-- Begin Records for this task --

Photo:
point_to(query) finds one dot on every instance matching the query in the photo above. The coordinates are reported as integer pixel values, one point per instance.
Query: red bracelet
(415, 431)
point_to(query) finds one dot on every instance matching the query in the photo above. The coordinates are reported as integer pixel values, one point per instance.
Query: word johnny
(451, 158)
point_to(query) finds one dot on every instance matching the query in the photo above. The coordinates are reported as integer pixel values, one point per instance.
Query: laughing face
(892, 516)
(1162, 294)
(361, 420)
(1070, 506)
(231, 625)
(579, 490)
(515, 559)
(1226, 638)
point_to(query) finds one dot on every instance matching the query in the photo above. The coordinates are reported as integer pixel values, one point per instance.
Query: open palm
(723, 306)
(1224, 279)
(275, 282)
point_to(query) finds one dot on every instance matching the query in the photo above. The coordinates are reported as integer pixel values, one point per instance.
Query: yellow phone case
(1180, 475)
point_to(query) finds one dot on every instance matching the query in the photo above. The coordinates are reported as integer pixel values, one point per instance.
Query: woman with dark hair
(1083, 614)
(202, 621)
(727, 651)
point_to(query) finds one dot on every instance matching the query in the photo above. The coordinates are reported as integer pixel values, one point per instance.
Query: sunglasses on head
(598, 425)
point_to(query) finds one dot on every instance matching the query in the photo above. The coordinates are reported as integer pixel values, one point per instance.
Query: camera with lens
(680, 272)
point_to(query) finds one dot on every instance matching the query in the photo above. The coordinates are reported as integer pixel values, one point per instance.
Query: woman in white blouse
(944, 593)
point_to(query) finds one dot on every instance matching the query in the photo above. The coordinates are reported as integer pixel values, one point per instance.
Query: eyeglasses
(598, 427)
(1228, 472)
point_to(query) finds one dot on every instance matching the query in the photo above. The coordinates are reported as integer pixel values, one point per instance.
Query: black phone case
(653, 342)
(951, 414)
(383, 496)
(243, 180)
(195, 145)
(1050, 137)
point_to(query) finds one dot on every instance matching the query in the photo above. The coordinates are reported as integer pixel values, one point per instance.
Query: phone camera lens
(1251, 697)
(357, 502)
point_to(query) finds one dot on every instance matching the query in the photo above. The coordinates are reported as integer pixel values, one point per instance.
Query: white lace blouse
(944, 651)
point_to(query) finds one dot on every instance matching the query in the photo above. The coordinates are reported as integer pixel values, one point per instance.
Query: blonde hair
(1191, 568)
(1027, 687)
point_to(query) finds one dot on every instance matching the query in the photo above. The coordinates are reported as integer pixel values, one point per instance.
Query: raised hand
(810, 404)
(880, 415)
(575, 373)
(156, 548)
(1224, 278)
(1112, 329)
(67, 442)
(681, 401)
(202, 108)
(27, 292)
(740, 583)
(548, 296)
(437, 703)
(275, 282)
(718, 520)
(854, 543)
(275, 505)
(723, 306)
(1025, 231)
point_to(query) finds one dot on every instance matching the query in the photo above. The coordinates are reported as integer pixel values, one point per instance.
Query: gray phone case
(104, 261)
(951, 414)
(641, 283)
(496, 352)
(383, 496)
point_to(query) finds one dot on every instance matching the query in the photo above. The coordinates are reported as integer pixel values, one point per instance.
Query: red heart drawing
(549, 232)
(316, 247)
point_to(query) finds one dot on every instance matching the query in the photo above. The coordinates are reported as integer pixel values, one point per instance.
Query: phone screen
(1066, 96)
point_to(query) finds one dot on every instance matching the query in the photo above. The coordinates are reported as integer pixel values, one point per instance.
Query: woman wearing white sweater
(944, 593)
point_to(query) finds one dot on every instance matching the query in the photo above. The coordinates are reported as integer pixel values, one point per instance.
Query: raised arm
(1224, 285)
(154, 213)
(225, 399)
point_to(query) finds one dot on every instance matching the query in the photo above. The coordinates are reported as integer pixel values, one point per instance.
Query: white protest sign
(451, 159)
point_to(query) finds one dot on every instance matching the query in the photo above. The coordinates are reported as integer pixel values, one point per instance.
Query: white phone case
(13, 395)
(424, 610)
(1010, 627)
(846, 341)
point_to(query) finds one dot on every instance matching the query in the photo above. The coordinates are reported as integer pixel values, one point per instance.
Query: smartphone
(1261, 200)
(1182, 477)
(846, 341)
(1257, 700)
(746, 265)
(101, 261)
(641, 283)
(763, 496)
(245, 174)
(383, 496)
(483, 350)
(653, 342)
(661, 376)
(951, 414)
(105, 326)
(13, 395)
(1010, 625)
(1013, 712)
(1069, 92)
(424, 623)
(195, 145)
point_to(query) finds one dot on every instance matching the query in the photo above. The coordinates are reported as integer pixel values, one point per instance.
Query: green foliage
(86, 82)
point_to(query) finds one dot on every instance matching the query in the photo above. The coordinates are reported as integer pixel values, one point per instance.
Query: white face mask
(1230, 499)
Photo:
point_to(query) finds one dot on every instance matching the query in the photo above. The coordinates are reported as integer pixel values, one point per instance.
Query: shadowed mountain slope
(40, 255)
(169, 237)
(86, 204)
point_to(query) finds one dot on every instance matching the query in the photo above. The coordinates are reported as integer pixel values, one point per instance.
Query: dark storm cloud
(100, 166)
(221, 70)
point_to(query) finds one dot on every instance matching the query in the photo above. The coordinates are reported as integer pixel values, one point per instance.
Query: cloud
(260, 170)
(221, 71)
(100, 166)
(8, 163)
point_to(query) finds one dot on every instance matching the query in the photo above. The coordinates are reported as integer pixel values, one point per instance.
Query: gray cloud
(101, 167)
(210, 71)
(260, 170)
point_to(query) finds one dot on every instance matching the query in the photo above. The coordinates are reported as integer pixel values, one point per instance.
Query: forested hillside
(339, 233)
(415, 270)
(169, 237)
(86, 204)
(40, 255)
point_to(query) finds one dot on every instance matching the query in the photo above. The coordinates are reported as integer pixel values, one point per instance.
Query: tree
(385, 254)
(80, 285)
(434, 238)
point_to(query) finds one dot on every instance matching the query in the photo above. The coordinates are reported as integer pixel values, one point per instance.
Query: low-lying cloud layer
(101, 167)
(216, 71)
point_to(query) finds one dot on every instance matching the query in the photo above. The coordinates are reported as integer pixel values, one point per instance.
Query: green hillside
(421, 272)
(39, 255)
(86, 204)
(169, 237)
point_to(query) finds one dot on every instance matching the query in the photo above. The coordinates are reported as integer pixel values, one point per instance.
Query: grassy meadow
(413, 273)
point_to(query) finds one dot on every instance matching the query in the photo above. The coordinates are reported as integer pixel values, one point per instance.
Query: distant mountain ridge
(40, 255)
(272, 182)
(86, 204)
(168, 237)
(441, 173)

-- End Records for this task --

• **Description of the task**
Reproduce the lines from the first one through the line holding "(1226, 638)", inclusive, replacing "laughing face" with "smiling face" and leaving everything else unchanged. Output only those lines.

• **Complete answer**
Photo:
point_to(query) finds one dot on every instance matching the query in the photo above. The coordinates are reported as integer pixel values, one point per instance.
Query: red bracelet
(415, 431)
point_to(query) finds one dot on every instance matching the query in the photo above. The coordinates are reported as integer pixel values, one point per instance.
Query: word johnny
(451, 158)
point_to(query) finds one dot on every instance matching the query in the photo above. The coordinates are reported as integer pixel values, one point per instance.
Query: smiling face
(892, 516)
(1162, 294)
(361, 420)
(1070, 506)
(231, 625)
(579, 490)
(515, 559)
(1226, 638)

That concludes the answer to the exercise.